Bei den Landtagswahlen in Hessen haben CDU und SPD jeweils über zehn Prozent verloren. In beiden Parteien steigt die Unruhe, die Personaldiskussionen dürften sich verschärfen. In Wiesbaden reicht es knapp für eine Fortsetzung der schwarz-grünen Koalition.
Hessen-Wahl: CDU und SPD verlieren dramatisch, Schwarz-Grün kann weiterregierenQuelle: Reuters

Die Parteien der "Großen Koalition" haben bei der Landtagswahl in Hessen am Sonntag dramatische Verluste erlitten. Beide Parteien erhielten über zehn Prozent weniger als bei den vorherigen Wahlen im Jahr 2013. Die CDU von Ministerpräsident Volker Bouffier kam nach dem vorläufigen amtlichen Endergebnis mit 27,0 Prozent auf ihr schlechtestes Ergebnis in Hessen seit 1966. Dennoch blieb die Partei stärkste Kraft, dank des starken Ergebnisses der Grünen ist eine Fortsetzung des seit 2013 regierenden schwarz-grünen Bündnisses - mit einer Mehrheit von nur noch einer Stimme - möglich. Auch Schwarz-Rot und eine Ampel-Koalition von SPD, Grüne und FDP sind rechnerisch möglich. Die deutlichste Mehrheit hätte eine Jamaika-Koalition aus CDU, Grünen und FDP.

• **Angezeigte Daten**
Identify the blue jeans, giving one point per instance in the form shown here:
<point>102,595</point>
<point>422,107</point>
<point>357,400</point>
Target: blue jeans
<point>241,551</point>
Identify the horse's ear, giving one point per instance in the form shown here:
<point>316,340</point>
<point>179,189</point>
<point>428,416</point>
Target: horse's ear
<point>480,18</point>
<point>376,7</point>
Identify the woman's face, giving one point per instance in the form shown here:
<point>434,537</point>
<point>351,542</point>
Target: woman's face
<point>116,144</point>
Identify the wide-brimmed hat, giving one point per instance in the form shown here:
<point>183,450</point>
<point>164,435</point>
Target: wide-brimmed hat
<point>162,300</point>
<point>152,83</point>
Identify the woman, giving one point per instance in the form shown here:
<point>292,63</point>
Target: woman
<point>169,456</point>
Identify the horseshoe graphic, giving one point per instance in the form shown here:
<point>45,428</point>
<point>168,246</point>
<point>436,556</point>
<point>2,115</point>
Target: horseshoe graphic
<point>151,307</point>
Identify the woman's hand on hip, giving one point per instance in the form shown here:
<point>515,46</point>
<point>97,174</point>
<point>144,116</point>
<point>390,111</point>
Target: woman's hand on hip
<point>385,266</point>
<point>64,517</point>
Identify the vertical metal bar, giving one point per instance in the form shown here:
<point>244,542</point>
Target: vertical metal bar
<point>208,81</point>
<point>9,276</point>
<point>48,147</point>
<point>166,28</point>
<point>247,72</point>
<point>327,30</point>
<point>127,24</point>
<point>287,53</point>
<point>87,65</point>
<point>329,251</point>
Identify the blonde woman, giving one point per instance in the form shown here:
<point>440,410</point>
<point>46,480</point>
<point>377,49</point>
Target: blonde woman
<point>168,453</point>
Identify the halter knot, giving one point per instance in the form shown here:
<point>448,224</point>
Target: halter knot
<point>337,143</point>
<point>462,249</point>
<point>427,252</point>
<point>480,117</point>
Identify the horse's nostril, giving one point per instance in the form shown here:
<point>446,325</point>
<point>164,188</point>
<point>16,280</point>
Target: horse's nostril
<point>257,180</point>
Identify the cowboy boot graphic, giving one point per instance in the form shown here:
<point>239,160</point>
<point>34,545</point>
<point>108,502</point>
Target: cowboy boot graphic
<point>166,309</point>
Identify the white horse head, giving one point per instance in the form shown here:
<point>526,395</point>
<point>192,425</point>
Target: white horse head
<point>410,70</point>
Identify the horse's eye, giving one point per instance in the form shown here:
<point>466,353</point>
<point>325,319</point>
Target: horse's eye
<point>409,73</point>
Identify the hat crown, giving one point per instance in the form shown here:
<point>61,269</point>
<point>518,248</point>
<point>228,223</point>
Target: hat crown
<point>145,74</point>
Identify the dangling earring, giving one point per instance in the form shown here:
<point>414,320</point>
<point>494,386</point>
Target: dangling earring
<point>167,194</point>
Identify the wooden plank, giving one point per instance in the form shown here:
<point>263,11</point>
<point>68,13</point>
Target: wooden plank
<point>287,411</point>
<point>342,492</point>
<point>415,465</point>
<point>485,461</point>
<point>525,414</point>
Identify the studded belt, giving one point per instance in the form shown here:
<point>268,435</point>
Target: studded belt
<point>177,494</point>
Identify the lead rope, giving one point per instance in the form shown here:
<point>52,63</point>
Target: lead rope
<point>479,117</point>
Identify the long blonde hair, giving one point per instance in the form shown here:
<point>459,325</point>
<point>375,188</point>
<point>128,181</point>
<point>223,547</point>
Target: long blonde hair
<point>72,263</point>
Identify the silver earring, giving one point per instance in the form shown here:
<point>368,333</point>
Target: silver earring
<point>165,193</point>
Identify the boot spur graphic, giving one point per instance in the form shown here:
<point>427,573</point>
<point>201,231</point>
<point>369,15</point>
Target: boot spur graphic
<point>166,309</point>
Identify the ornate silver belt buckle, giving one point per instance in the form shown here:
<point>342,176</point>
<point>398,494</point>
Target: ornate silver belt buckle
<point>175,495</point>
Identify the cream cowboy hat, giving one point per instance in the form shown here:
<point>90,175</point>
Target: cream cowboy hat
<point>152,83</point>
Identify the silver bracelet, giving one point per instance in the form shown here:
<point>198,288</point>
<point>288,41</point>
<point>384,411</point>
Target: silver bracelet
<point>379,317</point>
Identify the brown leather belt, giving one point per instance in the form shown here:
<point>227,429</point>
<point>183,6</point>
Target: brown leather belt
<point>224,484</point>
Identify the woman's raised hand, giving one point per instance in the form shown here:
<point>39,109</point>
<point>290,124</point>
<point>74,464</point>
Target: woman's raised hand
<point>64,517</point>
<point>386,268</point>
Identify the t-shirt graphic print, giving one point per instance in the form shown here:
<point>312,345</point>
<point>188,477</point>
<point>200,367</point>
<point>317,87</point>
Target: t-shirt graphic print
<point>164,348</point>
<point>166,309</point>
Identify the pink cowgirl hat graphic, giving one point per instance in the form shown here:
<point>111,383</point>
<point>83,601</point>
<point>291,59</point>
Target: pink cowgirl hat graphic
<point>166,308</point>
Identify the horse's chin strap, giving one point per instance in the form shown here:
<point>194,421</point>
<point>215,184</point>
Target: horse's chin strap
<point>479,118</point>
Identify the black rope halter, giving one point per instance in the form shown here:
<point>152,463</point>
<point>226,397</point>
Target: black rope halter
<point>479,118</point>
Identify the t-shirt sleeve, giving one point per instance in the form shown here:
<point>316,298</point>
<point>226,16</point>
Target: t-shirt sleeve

• **Arbeitsaufträge**
a – Welches Ergebnis erzielte die CDU laut dem Text zur Hessen-Wahl nach dem vorläufigen amtlichen Endergebnis?
b – Aktualisieren Sie den Abschnitt des Textes zur Hessen-Wahl, der mit "Die Parteien der" beginnt und mit "Grünen und FDP." endet: Geben Sie ihn wieder und setzen Sie dabei "erhebliche" an die Stelle von "dramatische".
Für die Bearbeitung ist die Auflistung ohne Belang.

• **Lösungen**
a – Die CDU kam auf 27,0 Prozent.

b –
Die Parteien der "Großen Koalition" haben bei der Landtagswahl in Hessen am Sonntag erhebliche Verluste erlitten. Beide Parteien erhielten über zehn Prozent weniger als bei den vorherigen Wahlen im Jahr 2013. Die CDU von Ministerpräsident Volker Bouffier kam nach dem vorläufigen amtlichen Endergebnis mit 27,0 Prozent auf ihr schlechtestes Ergebnis in Hessen seit 1966. Dennoch blieb die Partei stärkste Kraft, dank des starken Ergebnisses der Grünen ist eine Fortsetzung des seit 2013 regierenden schwarz-grünen Bündnisses - mit einer Mehrheit von nur noch einer Stimme - möglich. Auch Schwarz-Rot und eine Ampel-Koalition von SPD, Grüne und FDP sind rechnerisch möglich. Die deutlichste Mehrheit hätte eine Jamaika-Koalition aus CDU, Grünen und FDP.